The two senators joined a growing international chorus of voices finding that the unimplemented plan, brokered by former United Nations Secretary-General Kofi Annan, is simply allowing the Assad regime to continue its oppression.

Saying there is “no end in sight” to the mayhem that Mr. Assad is raining down on his people, Senators McCain and Lieberman said it is time for the international community to help the Syrian opposition fighters “change the balance of power on the ground” by arming them and helping them establish havens where they can “organize themselves.”

Speaking from Hatay Province in Turkey, near the Turkish-Syrian border, the two said their visit had reinforced their conviction that Syria is already in an uneven war – one pitting the Assad regime and its “foreign backers” against the “Syrian people” who are in a fight for “liberation.”

“Unless the international community is equally committed to supporting the Syrian people and thwarting Assad, including by military means, the killing will go on,” they said, “and there will be no hope to a diplomatic end to the conflict.”

The two senators said they appreciate the efforts of Mr. Annan to broker a plan. But the evidence of continuing daily death tolls and even more brazen violence at the hands of Assad’s forces is proof that “diplomacy with Assad has failed,” they said.

Annan, also in Turkey, was not ready to concede the failure of his plan, but he did express disappointment in the continuing violence. “I had hoped that by now we would have been much further ahead,” he told reporters, adding that it was past time for the military to “go back to their barracks.”

Under Annan’s plan, which the former UN chief negotiated with Assad and which the UN Security Council endorsed last week, government forces were to have begun observing a cease-fire and to have pulled back from cities and towns by Tuesday. Opposition forces were to cease all fighting by Thursday. Still to be determined is when international observers will be dispatched to observe the two sides’ compliance with the plan.

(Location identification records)
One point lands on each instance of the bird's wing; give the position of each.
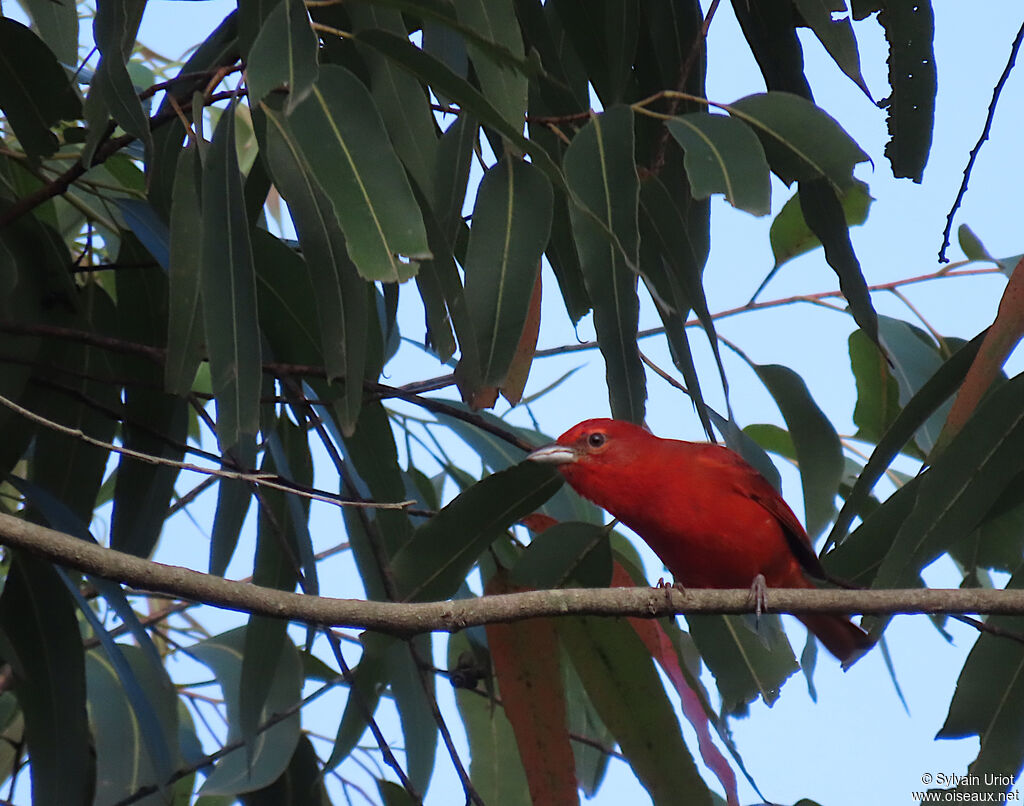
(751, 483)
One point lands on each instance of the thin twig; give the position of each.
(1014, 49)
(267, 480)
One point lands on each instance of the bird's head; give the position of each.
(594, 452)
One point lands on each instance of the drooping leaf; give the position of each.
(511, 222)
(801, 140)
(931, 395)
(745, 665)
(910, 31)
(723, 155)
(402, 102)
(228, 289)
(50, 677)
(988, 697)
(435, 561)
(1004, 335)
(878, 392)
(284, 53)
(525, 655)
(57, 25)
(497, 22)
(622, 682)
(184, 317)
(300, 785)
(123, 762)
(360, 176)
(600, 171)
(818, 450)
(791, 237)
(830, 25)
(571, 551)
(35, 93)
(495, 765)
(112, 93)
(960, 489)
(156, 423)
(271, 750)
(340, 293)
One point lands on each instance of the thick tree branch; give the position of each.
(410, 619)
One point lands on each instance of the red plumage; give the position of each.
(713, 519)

* * *

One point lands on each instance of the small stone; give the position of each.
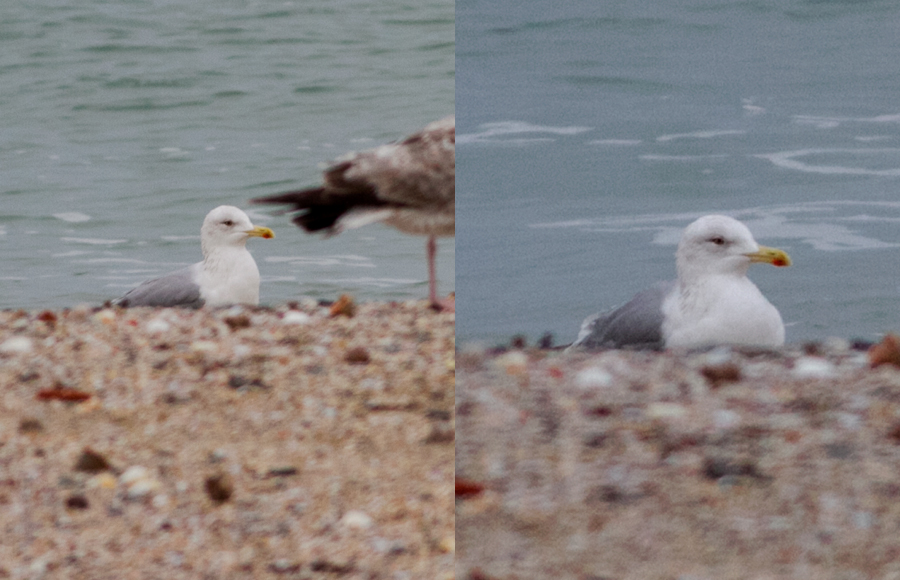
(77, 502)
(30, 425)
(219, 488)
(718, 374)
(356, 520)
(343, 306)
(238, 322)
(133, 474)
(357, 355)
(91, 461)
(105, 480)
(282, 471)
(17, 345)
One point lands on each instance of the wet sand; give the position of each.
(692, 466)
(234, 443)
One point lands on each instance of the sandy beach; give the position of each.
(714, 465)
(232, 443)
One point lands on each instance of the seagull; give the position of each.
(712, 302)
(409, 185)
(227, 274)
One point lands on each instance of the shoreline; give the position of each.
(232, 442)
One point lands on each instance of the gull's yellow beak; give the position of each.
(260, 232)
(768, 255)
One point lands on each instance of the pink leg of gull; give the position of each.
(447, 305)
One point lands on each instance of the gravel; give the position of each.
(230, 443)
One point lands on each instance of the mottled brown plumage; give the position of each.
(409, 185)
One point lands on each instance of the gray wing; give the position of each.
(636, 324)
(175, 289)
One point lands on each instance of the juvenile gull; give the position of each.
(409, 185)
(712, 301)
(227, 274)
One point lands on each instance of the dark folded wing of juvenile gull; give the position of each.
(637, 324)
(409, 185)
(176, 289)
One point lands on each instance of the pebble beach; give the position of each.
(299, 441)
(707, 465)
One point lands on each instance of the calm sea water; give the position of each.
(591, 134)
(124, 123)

→ **Complete the following**
(A) Does each of these statements agree with the article on the Syria peace plan? Answer yes or no for each, and quote the deciding words. (i) The senators spoke from Hatay Province in Turkey. (ii) Annan conceded that his plan had failed. (iii) Opposition forces were to cease all fighting by Tuesday.
(B) Could you edit the article on the Syria peace plan from "Annan, also in" to "with the plan.", replacing "Tuesday" with "Wednesday"?
(C) Can you pick up the article on the Syria peace plan after its last sentence and carry it forward?
These records were taken from a different source than the text.

→ **Answers to the exercises**
(A)
(i) Yes: "Speaking from Hatay Province in Turkey, near the Turkish-Syrian border"
(ii) No: "Annan, also in Turkey, was not ready to concede the failure of his plan"
(iii) No: "Opposition forces were to cease all fighting by Thursday."

(B)
Annan, also in Turkey, was not ready to concede the failure of his plan, but he did express disappointment in the continuing violence. “I had hoped that by now we would have been much further ahead,” he told reporters, adding that it was past time for the military to “go back to their barracks.”

Under Annan’s plan, which the former UN chief negotiated with Assad and which the UN Security Council endorsed last week, government forces were to have begun observing a cease-fire and to have pulled back from cities and towns by Wednesday. Opposition forces were to cease all fighting by Thursday. Still to be determined is when international observers will be dispatched to observe the two sides’ compliance with the plan.

(C)
The Security Council took up the faltering plan Tuesday afternoon, considering a letter in which Annan reported on implementation of his plan and in particular on the Assad regime’s failure to honor the commitments it made to cease violent actions by Tuesday.

Speaking to reporters after the Council meeting, US Ambassador to the UN Susan Rice said that Annan, while expressing disappointment, still saw an opportunity for both parties to honor the full cessation of hostilities that they have committed to reaching by Thursday.

Annan is to report to the Council again on Thursday, Ambassador Rice said. She also took the opportunity to warn the Assad regime that the next two days may be its last chance to avoid heightened pressure from the international community.

The United States finds it “outrageous, but by no means unexpected” that Assad would break commitments he made just last week, Rice said. “The logical next step” in the face of continued noncompliance would be “to increase the pressure on the Assad regime through collective action,” she said, but she didn't specify what that action might be.

Earlier, the White House had said it expected the Council to consider ramping up pressure on Assad if Annan reported that the regime is flouting his plan.

“We would certainly hope the UN Security Council would evaluate the situation in Syria if in fact Mr. Annan finds that the Assad regime has not abided by its own commitments to begin withdrawal by today,” spokesman Jay Carney said.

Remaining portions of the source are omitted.